*** Text Section Begins ***

Bianca, aka “Brit the Brat”, is a stripper and masseuse. Like the other women, she’s had a hard life peppered with drug abuse and violent pimps.

Streetwise and very smart, Bianca has saved up enough money to buy a second- hand car and rent a small flat in a quiet neighbourhood.

“But I still haven’t made enough money to leave this business behind,” she says. “I want to, believe me, but there are no jobs out there for someone like me.”

She left school in standard eight, and ran away from her parents’ home to get married because she was pregnant. Now she is fortysomething, “a white girl with no qualifications”.

She’s been divorced three times, and tried her hand at a variety of jobs, from selling toys at a store to working in a video shop. But nothing lasted, and nothing brought in as much income as sex work.

“It’s because this country is on its knees,” she says. “What happens to a woman who’s been married for 15 years, given the best years of her life to her husband, and then he gets retrenched or he leaves her?

“Men don’t have pussies – excuse my French – they can sell, and what other work can a woman like that do? These women have children to feed.”

Bianca believes prostitution should be legalised, that prostitutes should be called sex therapists, and that there should be a union for sex workers to protect their interests.

She says the health and welfare and population development departments are adding to the emotional trauma of sex workers by ignoring their problems.

Close to tears, Bianca says there are girls not yet in their teens already in the business, because it’s easy money. “You see some girls as young as 11 or 12 out there on the streets, lifting their skirts at men in cars passing by.

“But what do they know about sex? They are there for the money. Some of the young black girls will give a blow [job] for R5,” Bianca says.

Charmaine began selling herself because she was pregnant and her boyfriend had left her. She saw clients throughout her pregnancy, and made enough money to be able to feed and clothe her child when it was born.

*** Text Section Ends ***

# Required actions:
[a] In the article about sex workers, at what level did Bianca leave school?
[b] Carry on the article about sex workers after its final sentence.
The data after this point can be ignored.

*** Data provided Section Begins ***

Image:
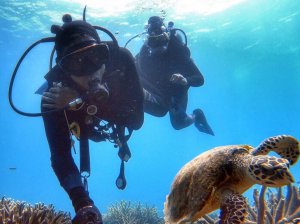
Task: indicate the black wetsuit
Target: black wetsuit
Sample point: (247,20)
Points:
(155,71)
(124,107)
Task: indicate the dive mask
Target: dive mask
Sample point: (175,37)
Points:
(85,61)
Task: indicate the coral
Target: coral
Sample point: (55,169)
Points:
(15,212)
(276,208)
(128,213)
(269,208)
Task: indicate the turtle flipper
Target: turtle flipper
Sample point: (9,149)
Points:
(233,208)
(286,146)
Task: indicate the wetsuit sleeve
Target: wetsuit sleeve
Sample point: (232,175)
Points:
(192,73)
(132,94)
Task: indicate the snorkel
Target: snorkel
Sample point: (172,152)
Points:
(55,29)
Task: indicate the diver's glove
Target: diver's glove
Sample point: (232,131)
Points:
(88,215)
(58,96)
(178,79)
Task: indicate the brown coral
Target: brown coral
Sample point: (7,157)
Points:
(15,212)
(270,207)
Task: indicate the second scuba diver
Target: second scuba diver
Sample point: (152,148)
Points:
(95,81)
(167,72)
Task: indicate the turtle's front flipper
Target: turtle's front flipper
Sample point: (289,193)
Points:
(286,146)
(233,208)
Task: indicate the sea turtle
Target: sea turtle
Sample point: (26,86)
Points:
(218,177)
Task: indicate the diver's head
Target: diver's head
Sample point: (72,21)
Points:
(79,49)
(157,35)
(82,56)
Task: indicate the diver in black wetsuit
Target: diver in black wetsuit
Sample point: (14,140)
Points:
(166,72)
(106,80)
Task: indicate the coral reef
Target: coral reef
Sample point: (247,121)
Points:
(127,213)
(269,207)
(15,212)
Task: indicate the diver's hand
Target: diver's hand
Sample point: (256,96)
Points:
(178,79)
(58,96)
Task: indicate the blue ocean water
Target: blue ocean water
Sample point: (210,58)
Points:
(248,52)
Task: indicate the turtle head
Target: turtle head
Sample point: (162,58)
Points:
(284,145)
(270,171)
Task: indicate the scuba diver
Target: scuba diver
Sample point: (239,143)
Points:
(93,81)
(166,72)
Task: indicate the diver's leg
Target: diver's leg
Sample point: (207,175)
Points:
(178,116)
(154,104)
(62,162)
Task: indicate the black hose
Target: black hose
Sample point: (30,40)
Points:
(11,84)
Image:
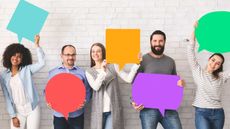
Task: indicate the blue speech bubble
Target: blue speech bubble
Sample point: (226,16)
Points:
(157,91)
(27,20)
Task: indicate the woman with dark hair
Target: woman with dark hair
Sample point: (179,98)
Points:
(209,113)
(20,94)
(106,100)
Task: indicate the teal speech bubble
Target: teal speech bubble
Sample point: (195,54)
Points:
(27,20)
(213,32)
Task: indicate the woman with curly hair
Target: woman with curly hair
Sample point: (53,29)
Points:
(18,88)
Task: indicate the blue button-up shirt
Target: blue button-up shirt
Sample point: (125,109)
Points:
(80,74)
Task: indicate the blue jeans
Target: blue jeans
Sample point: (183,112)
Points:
(71,123)
(209,118)
(151,117)
(107,120)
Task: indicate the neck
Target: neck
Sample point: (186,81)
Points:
(155,56)
(14,69)
(208,70)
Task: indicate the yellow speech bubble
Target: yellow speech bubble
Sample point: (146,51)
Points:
(122,46)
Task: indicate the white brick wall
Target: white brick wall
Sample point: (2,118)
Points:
(83,22)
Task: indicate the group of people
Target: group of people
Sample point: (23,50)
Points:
(102,87)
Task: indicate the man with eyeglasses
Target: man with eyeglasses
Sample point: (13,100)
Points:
(76,118)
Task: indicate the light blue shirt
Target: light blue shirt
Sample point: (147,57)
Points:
(25,74)
(80,74)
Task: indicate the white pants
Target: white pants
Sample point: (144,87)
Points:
(30,120)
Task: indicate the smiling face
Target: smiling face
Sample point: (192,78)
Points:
(214,63)
(157,44)
(96,53)
(16,59)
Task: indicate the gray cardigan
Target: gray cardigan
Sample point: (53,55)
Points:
(110,84)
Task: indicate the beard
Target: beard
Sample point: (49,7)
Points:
(157,52)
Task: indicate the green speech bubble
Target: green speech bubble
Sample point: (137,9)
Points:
(213,32)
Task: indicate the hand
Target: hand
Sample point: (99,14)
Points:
(16,122)
(181,83)
(104,64)
(137,107)
(49,105)
(36,40)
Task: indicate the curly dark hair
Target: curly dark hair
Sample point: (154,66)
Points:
(92,62)
(11,50)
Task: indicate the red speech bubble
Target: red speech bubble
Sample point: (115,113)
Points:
(65,93)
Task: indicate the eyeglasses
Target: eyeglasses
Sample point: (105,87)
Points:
(68,55)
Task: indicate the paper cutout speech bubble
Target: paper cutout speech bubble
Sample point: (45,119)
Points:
(213,32)
(157,91)
(122,46)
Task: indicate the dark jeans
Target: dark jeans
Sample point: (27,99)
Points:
(151,117)
(71,123)
(209,118)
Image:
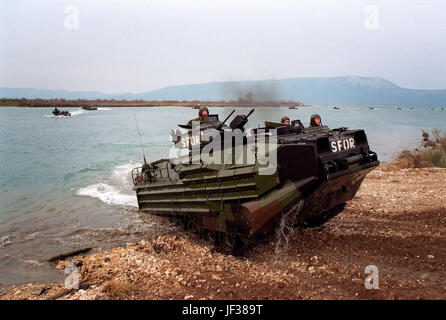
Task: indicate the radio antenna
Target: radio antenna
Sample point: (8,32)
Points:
(139,135)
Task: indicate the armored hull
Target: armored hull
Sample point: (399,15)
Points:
(318,168)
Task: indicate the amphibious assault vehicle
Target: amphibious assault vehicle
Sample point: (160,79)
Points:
(316,171)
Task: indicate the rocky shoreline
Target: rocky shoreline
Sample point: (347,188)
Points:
(397,222)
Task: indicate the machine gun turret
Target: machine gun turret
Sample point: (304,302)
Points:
(239,121)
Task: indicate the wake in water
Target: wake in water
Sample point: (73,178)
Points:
(285,230)
(73,113)
(116,190)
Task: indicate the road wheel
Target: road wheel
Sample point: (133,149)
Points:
(229,242)
(210,236)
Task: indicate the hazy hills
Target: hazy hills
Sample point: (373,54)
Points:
(348,90)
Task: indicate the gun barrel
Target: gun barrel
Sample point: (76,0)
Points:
(250,112)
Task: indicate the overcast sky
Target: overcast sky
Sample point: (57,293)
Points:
(136,46)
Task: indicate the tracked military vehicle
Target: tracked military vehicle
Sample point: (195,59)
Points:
(231,202)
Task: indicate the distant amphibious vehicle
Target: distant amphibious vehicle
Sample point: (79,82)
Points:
(309,172)
(59,113)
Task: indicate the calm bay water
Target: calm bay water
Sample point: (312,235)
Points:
(65,182)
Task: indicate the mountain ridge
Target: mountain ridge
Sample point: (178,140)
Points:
(340,90)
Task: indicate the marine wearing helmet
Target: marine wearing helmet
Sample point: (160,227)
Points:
(315,121)
(285,120)
(203,116)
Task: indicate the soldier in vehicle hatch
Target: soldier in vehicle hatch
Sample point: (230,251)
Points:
(285,120)
(203,116)
(315,121)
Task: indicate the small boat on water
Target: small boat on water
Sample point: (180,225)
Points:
(59,113)
(89,108)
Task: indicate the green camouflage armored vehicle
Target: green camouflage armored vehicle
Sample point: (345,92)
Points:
(310,170)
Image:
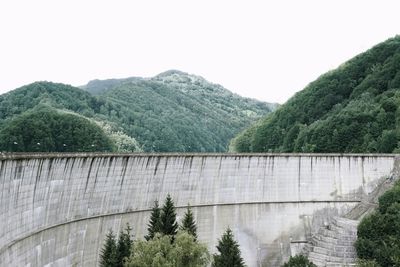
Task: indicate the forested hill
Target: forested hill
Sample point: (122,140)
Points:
(354,108)
(172,112)
(175,111)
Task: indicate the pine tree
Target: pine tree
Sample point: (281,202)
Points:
(154,225)
(124,245)
(188,223)
(108,254)
(169,226)
(229,252)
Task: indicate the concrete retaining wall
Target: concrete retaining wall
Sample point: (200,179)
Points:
(56,208)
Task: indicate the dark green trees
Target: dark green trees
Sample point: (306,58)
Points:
(154,225)
(169,226)
(228,252)
(162,220)
(47,130)
(353,109)
(299,261)
(188,223)
(108,254)
(124,245)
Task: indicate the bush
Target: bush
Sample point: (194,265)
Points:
(379,233)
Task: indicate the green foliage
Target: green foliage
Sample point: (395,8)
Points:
(379,233)
(367,263)
(228,252)
(124,245)
(188,223)
(154,225)
(46,130)
(351,109)
(108,254)
(169,226)
(177,112)
(299,261)
(172,112)
(161,252)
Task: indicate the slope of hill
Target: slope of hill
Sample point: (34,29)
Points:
(45,129)
(354,108)
(172,112)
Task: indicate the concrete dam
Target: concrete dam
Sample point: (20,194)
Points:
(55,209)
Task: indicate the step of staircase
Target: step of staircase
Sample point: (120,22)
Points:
(332,245)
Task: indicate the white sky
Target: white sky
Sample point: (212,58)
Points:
(261,49)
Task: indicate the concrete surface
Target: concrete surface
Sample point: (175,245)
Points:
(55,209)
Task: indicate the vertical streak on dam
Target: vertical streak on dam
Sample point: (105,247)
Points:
(56,208)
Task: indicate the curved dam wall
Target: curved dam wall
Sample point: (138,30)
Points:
(55,209)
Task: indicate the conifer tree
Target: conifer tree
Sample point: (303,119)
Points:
(169,226)
(108,254)
(124,245)
(154,225)
(188,223)
(229,252)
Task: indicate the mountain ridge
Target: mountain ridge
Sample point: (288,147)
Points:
(171,112)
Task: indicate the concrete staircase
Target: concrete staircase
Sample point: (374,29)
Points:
(332,245)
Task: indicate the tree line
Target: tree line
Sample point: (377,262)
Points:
(352,109)
(168,244)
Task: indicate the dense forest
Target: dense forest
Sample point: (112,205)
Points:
(354,108)
(178,112)
(46,130)
(172,112)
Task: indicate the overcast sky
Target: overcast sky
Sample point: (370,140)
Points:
(261,49)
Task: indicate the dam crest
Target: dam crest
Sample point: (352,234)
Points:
(56,208)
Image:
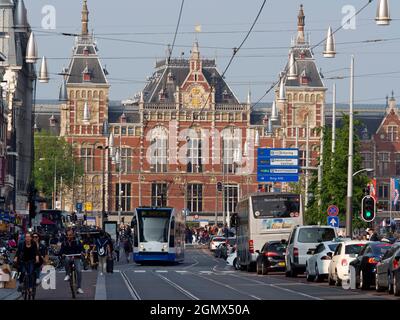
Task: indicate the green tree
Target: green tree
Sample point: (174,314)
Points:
(334,177)
(54,153)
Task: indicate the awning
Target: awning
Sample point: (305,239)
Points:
(46,221)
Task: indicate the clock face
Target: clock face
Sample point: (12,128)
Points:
(195,97)
(300,116)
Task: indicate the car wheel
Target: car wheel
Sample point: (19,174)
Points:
(396,288)
(378,288)
(390,283)
(308,276)
(318,277)
(331,282)
(236,264)
(264,269)
(258,268)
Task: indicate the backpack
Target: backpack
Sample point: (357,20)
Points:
(101,248)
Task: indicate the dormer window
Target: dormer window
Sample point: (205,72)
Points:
(225,95)
(170,78)
(162,95)
(87,76)
(304,80)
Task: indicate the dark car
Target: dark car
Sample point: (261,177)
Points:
(225,248)
(271,257)
(365,263)
(388,271)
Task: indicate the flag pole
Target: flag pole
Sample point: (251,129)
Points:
(390,198)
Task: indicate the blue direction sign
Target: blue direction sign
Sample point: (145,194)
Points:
(333,211)
(79,206)
(333,222)
(277,165)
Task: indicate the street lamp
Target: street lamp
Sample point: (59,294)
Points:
(383,19)
(103,210)
(362,170)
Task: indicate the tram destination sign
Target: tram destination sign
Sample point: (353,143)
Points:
(277,165)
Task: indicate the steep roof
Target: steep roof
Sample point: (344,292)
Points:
(170,75)
(80,61)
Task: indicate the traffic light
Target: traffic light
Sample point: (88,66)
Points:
(368,208)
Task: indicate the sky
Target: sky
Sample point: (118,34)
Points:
(120,24)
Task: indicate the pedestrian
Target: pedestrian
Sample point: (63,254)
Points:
(103,250)
(127,249)
(372,235)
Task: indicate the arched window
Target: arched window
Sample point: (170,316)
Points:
(159,149)
(231,149)
(194,152)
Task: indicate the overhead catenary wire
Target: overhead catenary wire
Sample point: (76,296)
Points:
(311,49)
(235,51)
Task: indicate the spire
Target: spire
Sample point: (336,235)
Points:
(86,113)
(300,26)
(195,51)
(85,19)
(292,75)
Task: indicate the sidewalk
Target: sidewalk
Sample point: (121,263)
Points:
(9,294)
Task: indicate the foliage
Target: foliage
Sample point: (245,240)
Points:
(334,177)
(54,155)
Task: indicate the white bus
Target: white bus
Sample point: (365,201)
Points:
(263,217)
(158,235)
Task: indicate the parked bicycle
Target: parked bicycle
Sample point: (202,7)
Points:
(73,276)
(29,281)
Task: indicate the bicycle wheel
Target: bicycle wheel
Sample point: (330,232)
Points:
(73,283)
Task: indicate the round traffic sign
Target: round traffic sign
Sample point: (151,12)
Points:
(333,211)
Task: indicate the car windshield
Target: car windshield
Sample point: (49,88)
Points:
(354,248)
(277,247)
(315,235)
(380,249)
(218,239)
(153,225)
(333,247)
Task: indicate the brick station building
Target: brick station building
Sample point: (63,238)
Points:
(182,134)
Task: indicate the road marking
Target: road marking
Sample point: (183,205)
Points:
(101,293)
(232,288)
(131,289)
(179,288)
(277,287)
(193,264)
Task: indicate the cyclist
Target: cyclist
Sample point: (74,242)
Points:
(43,253)
(73,246)
(27,255)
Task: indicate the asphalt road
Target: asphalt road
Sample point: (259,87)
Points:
(200,277)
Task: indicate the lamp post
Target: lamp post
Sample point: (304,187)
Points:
(103,206)
(382,19)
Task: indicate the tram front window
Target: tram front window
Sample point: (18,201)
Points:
(153,225)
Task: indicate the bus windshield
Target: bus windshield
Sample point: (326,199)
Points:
(153,225)
(276,207)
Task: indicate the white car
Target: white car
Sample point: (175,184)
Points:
(318,263)
(232,260)
(301,239)
(215,242)
(345,253)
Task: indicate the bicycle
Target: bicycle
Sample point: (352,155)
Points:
(29,278)
(73,274)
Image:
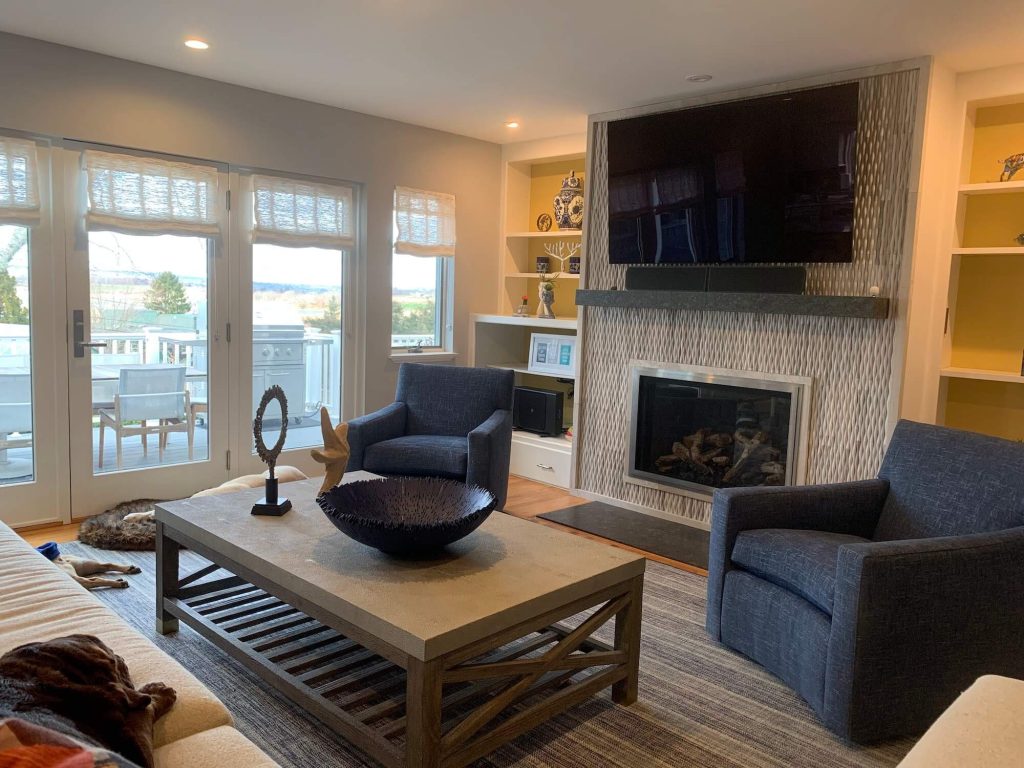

*** Data provided Section Ends ***

# Answers per task:
[a] Standard eight.

[b]
Six months after the birth, her ex- boyfriend sent social workers to take her baby away, because of her “lifestyle”.

When cycles of economy trap young women into sex work, there’s no escape, except for the lucky few.

It doesn’t take long before women become hard-hearted, angry, embittered souls who have to deal with a deep loneliness. Every “girl”has her fears.

Bianca fears Aids, being hurt by an abusive client, being killed by bitchy rivals in the industry, being unable to clothe or feed herself and her children. Most of all she seems to fear being alone with no one around to understand her experience.

“Most of the girls are looking for love. But sex is not love. I’m 46 and I’ve never found love this way. I’m lonely and unhappy. This destroys your psyche, your emotions, leaves you empty. I don’t feel anything but angry. I’m very angry,” she says.

In the absence of secure social services to provide help, health care, counselling and legal employment, the only way out of the pervasive circles of depression, self-loathing and self- abuse is suicide, or religion for some.

The Reverend Roger Naidu – a reformed alcoholic – has set up a place of worship and a sanctuary for down-and- out people in a block of flats just above two popular escort agencies on Pickering Street.

His Place of Refuge “has no funding, it runs on faith alone”, but it provides a safe house for those who have nowhere else to go.

“I take in people who have been addicted to drugs or alcohol, who have lost their families and end up on the streets. We feed them, we clothe them, we build up their sense of self- respect and establish them back in society,” he says.

Another helper is Fay Mills, once a prostitute, now a priest. Her friends call her Pastor Fay. She now works at a refuge for destitutes called The Ark on Point Road.

She says she used to cheat and rob people, do drugs and ended up a prostitute before she found God.

One of the lucky ones who found alternative employment, Mills walks her old haunts at night, finding old friends of the street and “showing them how Jesus changed me”.

She says: “I’ve been there with gangsters and pimps, I can help them materially and spiritually. I can show them their answer is Jesus.”